CONSEGNE DELL'ESERCIZIO
A – Secondo il testo sulla pittura della figura, che cos'è il nucleo essenziale ricercato dipingendo?
B – Prosegui il testo sulla pittura della figura dopo la sua ultima frase.

SEZIONE DEL DOCUMENTO
####

Per me dipingere, e soprattutto dipingere figure, e’ un rito epifanico, un disvelamento, un’atavica e a volte rabbiosa ricerca del nucleo essenziale, che è la vita vera della persona. Il movimento spontaneo del corpo contiene sorprendenti possibilità drammaturgiche, da vita a figure-sentimento, la cui espressione si va realizzando grazie a una forza distruttiva e allo stesso tempo rigenerativa, una forza che ricorda lo stesso processo del dipingere. Dipingere la figura lontana dall’estetica artefatta dell’ accademia, dalla leziosità della posa ottocentesca o da certo tecnicismo esasperato contemporaneo, lontana dalla distrazione dei dettagli e dal orpello prospettico, serve per consegnare al corpo la sua unità psicologica di persona, una condizione di autenticità ideale. La figura intesa quindi in un modo particolare, analizzata all’interno del suo movimento introflesso, spontaneo ma anche intellettuale. Una figura che espone chiaramente il sentimento soggettivo della persona e, proprio perché indagata dal suo interno, offre la traccia di un pensiero emotivamente condivisibile.

####

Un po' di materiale
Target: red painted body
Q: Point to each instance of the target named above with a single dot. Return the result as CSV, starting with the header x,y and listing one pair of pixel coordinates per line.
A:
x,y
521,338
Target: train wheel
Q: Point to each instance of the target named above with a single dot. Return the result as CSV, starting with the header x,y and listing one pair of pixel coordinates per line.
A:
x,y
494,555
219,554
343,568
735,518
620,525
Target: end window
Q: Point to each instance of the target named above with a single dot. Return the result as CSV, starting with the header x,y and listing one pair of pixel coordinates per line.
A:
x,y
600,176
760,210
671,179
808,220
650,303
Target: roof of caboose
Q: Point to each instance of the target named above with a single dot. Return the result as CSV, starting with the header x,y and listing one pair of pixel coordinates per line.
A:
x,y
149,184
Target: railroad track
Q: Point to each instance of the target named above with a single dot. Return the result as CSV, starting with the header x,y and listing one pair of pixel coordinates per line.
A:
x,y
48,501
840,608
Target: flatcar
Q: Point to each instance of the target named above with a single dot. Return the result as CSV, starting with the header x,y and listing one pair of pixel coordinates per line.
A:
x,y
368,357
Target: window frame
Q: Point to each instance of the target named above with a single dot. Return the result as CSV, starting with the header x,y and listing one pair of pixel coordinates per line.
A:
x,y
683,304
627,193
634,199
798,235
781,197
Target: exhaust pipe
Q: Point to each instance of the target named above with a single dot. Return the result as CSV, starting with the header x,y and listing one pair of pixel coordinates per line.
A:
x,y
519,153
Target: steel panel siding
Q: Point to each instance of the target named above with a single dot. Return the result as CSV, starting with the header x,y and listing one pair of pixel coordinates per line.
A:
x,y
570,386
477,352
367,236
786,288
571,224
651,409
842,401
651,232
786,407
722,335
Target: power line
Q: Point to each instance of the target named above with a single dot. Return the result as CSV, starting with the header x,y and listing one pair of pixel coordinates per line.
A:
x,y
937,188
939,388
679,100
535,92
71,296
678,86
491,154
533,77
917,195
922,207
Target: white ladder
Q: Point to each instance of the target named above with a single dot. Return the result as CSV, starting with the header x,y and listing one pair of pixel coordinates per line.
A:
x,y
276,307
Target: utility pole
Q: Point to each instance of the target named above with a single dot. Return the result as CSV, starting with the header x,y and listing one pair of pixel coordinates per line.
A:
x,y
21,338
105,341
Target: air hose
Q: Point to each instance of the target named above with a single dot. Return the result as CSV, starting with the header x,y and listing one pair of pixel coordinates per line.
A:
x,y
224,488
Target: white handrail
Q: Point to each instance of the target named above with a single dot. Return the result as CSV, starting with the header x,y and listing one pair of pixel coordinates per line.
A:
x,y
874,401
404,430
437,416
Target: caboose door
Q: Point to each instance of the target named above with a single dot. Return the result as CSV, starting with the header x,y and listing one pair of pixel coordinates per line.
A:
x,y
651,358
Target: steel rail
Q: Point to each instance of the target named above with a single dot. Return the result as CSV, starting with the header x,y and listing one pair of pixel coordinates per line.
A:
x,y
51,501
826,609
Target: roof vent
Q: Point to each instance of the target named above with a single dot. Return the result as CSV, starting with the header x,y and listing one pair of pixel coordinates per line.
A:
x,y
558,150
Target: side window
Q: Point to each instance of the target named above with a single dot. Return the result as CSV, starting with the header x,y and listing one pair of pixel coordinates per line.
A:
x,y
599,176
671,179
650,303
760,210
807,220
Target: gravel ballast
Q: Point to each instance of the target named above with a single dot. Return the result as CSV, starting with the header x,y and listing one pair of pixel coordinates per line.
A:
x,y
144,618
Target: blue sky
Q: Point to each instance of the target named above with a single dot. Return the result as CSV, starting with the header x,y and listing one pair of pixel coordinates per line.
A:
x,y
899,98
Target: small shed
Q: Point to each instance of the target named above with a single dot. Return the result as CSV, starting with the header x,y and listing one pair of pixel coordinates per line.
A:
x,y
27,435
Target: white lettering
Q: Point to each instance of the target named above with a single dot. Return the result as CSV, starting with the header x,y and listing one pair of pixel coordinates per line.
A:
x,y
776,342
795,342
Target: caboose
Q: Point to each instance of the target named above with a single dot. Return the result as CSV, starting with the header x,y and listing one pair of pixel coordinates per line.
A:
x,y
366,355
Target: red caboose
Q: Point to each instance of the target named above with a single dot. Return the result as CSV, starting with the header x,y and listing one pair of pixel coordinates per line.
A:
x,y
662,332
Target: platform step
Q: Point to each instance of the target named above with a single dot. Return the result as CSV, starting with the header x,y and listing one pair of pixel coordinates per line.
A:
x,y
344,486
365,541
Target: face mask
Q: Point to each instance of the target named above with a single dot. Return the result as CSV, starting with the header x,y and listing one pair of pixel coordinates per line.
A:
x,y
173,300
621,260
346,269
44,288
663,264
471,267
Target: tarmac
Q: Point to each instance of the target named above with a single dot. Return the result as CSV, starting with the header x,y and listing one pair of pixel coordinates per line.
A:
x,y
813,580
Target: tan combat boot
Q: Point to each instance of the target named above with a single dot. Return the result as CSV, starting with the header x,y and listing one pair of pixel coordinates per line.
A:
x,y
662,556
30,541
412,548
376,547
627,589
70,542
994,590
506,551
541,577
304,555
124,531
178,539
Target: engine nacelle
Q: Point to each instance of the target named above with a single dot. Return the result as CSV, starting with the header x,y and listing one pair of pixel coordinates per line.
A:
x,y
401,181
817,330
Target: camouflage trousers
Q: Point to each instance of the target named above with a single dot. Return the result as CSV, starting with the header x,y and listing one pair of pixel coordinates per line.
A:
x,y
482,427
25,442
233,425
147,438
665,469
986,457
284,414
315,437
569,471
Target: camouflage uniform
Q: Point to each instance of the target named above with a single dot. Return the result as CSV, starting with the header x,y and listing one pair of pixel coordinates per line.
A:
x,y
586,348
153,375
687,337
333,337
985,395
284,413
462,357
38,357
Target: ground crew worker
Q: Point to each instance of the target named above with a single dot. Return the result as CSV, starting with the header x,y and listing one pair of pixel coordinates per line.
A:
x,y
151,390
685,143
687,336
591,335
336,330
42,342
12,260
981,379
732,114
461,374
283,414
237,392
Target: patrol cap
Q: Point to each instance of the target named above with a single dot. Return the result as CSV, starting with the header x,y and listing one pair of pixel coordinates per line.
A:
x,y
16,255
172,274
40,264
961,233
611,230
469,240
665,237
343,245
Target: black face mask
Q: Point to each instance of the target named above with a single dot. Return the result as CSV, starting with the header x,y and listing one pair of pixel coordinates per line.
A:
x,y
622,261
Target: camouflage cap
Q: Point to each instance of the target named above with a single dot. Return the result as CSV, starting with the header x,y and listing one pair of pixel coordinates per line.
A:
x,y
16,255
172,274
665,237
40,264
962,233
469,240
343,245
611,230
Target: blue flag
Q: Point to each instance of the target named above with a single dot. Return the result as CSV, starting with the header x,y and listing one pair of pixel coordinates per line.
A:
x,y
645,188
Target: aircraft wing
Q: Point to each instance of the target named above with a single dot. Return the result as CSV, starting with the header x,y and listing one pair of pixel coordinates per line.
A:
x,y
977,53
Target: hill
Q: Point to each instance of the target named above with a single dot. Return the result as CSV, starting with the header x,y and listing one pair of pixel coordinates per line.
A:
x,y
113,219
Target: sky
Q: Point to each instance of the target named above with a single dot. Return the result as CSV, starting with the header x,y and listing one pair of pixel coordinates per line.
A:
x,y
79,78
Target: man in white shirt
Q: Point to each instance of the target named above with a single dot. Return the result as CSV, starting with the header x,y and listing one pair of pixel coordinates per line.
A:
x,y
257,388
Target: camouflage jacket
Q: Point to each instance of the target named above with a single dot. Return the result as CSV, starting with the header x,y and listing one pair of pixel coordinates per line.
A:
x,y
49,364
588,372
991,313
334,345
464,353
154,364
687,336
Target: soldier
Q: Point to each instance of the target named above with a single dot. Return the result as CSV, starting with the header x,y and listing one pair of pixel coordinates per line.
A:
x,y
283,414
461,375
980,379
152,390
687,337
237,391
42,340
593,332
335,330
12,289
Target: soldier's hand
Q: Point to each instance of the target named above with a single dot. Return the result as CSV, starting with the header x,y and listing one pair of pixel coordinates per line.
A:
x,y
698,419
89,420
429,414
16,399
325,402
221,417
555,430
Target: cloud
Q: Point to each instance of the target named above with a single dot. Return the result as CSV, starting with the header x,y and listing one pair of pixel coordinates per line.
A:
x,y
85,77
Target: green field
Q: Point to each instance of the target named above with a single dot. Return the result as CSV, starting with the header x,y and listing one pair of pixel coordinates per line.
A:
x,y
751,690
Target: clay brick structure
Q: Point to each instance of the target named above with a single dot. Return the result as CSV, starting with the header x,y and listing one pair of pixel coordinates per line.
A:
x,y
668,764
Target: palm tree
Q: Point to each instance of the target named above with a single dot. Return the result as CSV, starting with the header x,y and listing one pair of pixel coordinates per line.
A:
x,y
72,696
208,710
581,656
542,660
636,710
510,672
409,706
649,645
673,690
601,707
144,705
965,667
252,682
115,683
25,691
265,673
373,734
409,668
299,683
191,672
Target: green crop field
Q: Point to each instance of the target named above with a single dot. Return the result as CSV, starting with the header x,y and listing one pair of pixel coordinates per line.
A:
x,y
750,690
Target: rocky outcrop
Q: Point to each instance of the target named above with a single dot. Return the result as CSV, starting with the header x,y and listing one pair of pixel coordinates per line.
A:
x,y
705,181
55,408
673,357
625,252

####

SOLUZIONI DELL'ESERCIZIO
A – È la vita vera della persona.

B –
Le figure si muovono all’interno dello spazio come in una danza, partecipano di un’idea, di emozioni, di frasi corporee che intendono evocare la vita stessa, tramite geometrie spezzate, frammentazioni inattese, crolli scomposti, coazioni a ripetere, salti, lanci, cadute drastiche. In fin dei conti rimandano allo stesso atto del dipingere.


Ciò che mi sta a cuore, in ultima analisi, è la ricerca di una unità della visione, oggettiva e soggettiva.

Lo spazio diventa in questa visione un elemento altrettanto pieno e solido, in cui la forma si inserisce tale e quale. 

Scandagliando lo spazio in ogni direzione le forme risultano scandite in una struttura che possiede un suo ritmo vitale e non decorativo, descritto da una luce né propriamente ottica né fantastica. Lo spazio, come le figure, viene anch’esso liberato dalle strettoie dell’apparenza. Alla rappresentazione delle apparenze viene sostituita l’espressione di ciò che io sola vedo, che è il suo contenuto essenziale; alla finzione della prospettiva tradizionale l’individuazione dell’oggetto tramite pieni e vuoti, la sua scomposizione geometrica. In questa visione la luminosità del colore è interna e raggiunge infinite tonalità, che si spiegano come un largo canto. Così gli oggetti dei più comuni repertori, compresi i corpi, si trasformano in realtà ritmiche, intraprendono una metamorfosi della realtà attraverso la liberazione da ogni esteriore mimetismo, diventando profondamente allusive.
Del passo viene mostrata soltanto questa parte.